Data for processing:
····················

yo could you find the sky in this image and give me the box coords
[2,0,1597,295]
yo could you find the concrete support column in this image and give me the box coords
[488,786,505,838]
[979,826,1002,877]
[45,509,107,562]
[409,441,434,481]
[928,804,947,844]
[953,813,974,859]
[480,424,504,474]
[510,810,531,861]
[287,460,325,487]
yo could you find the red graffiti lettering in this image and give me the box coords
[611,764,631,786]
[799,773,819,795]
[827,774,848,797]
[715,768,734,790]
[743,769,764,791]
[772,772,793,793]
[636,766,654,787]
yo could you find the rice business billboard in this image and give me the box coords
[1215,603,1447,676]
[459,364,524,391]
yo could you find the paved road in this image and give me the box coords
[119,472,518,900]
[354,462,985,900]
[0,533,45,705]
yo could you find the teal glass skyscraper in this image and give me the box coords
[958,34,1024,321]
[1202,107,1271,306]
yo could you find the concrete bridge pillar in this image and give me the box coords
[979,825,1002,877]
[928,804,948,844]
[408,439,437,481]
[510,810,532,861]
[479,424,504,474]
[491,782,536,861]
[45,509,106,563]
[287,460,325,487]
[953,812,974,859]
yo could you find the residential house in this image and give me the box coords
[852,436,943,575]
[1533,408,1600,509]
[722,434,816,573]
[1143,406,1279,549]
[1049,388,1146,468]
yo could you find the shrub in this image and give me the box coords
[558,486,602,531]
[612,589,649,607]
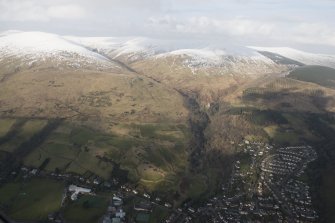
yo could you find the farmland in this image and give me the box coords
[0,178,64,221]
[0,117,191,194]
[63,195,109,223]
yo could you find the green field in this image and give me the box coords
[0,119,188,197]
[238,153,252,174]
[148,207,170,223]
[134,206,169,223]
[24,125,116,178]
[0,118,16,138]
[0,119,48,153]
[0,117,197,203]
[136,123,187,142]
[0,178,64,221]
[264,125,300,145]
[124,197,170,223]
[63,195,109,223]
[22,122,189,187]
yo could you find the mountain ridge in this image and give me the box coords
[2,31,335,73]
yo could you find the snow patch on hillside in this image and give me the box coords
[249,46,335,69]
[64,36,172,62]
[157,47,276,71]
[0,31,117,69]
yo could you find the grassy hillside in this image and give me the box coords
[288,65,335,89]
[0,118,191,196]
[0,59,189,129]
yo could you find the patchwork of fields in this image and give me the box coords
[0,117,196,222]
[0,118,190,190]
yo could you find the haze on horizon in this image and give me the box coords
[1,0,335,54]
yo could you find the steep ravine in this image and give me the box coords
[177,91,210,171]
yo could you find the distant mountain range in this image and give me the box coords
[1,31,335,75]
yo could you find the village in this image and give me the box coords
[0,158,184,223]
[0,141,319,223]
[190,142,319,223]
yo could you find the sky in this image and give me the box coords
[1,0,335,53]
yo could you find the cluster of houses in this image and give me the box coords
[101,196,126,223]
[261,146,317,176]
[262,146,318,222]
[283,180,318,221]
[189,142,319,222]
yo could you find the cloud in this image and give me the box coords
[146,15,335,47]
[0,0,335,52]
[47,5,86,19]
[289,23,335,46]
[0,0,86,21]
[147,16,275,37]
[0,0,47,21]
[190,17,275,36]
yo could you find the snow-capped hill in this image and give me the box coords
[64,36,127,53]
[64,36,170,62]
[0,30,22,37]
[156,47,284,76]
[2,31,335,76]
[67,36,273,66]
[62,35,288,74]
[249,46,335,69]
[65,36,286,75]
[0,31,118,69]
[160,46,274,65]
[110,38,162,61]
[74,37,282,73]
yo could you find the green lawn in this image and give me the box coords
[264,125,300,145]
[0,178,64,221]
[63,195,108,223]
[136,213,150,223]
[149,207,170,223]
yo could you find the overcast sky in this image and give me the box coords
[1,0,335,53]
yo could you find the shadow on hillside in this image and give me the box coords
[242,87,335,112]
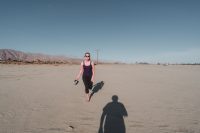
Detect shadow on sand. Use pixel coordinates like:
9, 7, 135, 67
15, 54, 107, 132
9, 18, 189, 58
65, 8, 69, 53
98, 95, 128, 133
89, 81, 104, 100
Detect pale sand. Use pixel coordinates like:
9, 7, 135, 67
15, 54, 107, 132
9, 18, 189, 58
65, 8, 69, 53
0, 64, 200, 133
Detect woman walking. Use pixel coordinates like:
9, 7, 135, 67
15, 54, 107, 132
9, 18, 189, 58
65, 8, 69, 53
75, 52, 95, 102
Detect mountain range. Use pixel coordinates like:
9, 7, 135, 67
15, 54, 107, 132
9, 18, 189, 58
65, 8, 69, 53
0, 49, 82, 64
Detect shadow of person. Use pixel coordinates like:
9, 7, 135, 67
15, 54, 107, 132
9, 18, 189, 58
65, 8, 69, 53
98, 95, 128, 133
89, 81, 104, 101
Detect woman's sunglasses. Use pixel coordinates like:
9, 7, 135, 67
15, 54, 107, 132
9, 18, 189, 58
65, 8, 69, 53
85, 55, 90, 57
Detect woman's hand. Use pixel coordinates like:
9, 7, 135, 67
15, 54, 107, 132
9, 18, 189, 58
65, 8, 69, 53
75, 75, 80, 81
91, 77, 94, 83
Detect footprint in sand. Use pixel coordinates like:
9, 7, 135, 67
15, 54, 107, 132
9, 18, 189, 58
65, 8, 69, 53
48, 128, 66, 131
64, 122, 75, 132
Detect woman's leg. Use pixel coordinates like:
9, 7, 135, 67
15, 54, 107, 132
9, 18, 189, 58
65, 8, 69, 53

····················

Task item: Copy out each line carrying the string "pixel" from the data.

Your response:
Detect shadow on sand. Use pixel coordinates like:
Detect pale sand. Use pixel coordinates like:
Detect woman walking. Use pixel coordinates like:
Detect mountain range. Use pixel coordinates like:
Detect shadow of person. Use pixel coordinates like:
Detect woman's sunglasses. Use pixel coordinates like:
Detect woman's hand. Use pixel coordinates like:
Detect footprint in sand. Use pixel coordinates like:
Detect woman's leg. Use pixel coordinates like:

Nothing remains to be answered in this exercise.